__YOUR INSTRUCTIONS__: Count the lines in the items below that contain the string "building", treating uppercase and lowercase as distinct, and reply with the number alone.

__INPUT ROWS__:
'''

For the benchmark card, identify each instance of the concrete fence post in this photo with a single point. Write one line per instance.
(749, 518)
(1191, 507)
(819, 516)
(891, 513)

'''
'''

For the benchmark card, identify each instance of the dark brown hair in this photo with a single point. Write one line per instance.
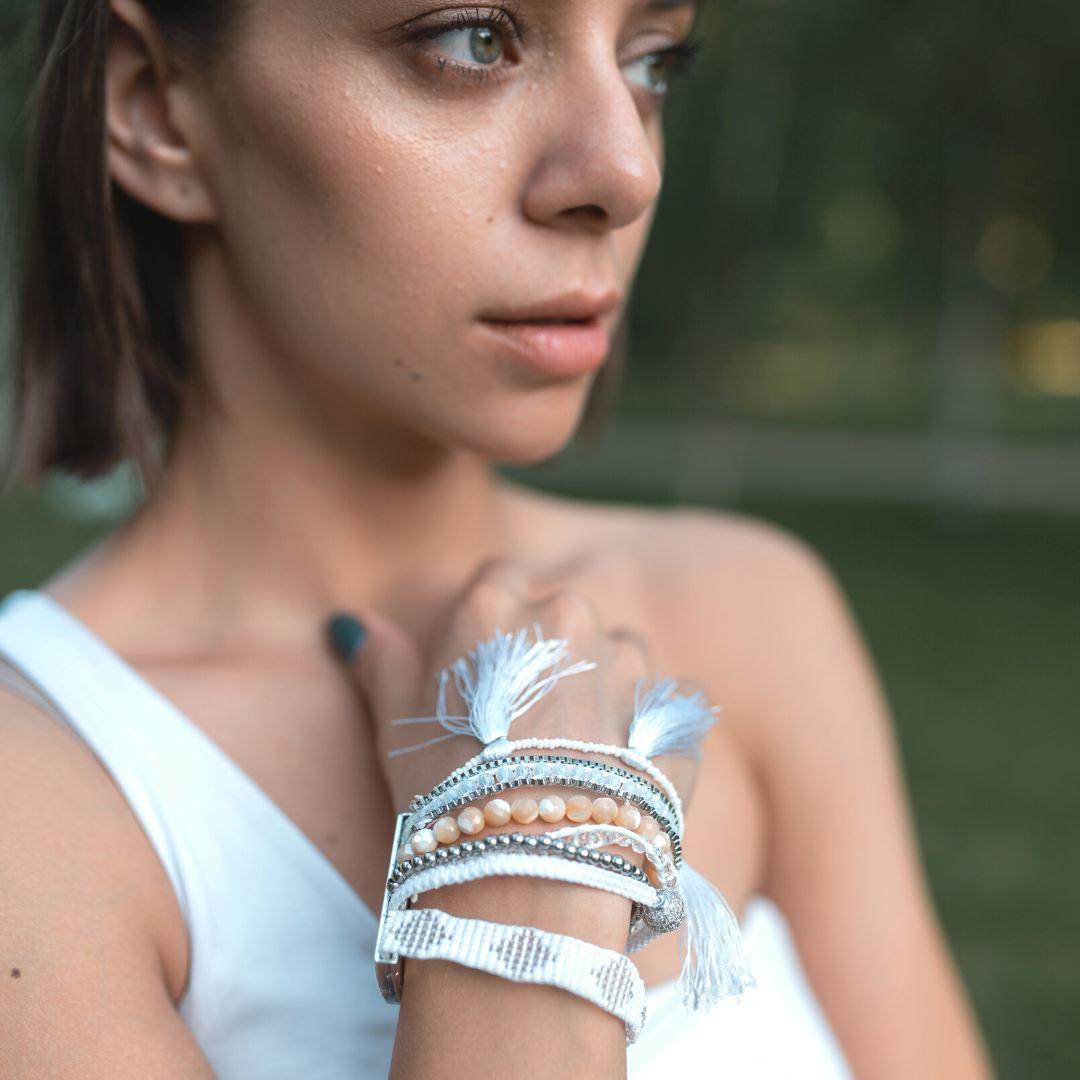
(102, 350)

'''
'''

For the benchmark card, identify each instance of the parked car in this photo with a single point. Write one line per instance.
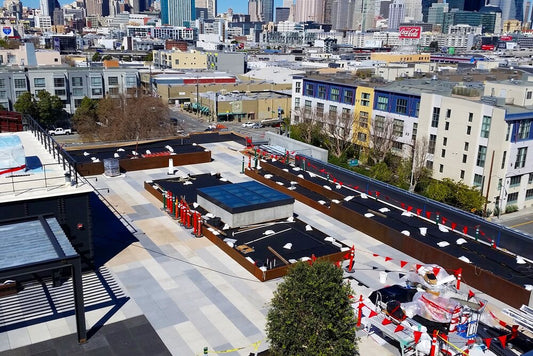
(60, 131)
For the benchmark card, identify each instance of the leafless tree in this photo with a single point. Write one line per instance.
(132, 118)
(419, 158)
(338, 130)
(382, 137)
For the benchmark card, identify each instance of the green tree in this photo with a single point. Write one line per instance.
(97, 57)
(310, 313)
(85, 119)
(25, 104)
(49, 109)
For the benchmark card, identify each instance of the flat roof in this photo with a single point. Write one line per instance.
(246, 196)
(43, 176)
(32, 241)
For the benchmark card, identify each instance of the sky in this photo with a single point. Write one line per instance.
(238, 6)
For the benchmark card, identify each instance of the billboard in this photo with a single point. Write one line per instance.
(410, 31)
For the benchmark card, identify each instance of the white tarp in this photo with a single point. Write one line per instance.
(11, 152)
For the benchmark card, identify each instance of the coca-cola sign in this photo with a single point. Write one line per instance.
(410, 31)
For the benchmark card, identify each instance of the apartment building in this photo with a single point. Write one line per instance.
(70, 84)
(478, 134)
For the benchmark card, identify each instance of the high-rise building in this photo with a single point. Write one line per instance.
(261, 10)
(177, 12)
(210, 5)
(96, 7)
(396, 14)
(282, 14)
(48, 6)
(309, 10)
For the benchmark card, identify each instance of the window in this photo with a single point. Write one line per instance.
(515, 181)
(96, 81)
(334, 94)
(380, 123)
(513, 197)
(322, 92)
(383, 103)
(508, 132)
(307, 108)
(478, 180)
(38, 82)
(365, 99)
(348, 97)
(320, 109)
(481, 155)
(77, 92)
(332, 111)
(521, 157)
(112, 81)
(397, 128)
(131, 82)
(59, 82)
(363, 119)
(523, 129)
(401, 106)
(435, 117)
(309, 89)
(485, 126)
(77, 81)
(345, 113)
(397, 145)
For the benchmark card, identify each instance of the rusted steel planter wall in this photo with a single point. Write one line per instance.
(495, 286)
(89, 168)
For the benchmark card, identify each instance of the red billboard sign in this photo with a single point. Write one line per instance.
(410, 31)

'''

__RESPONSE TO THIS EXERCISE__: 2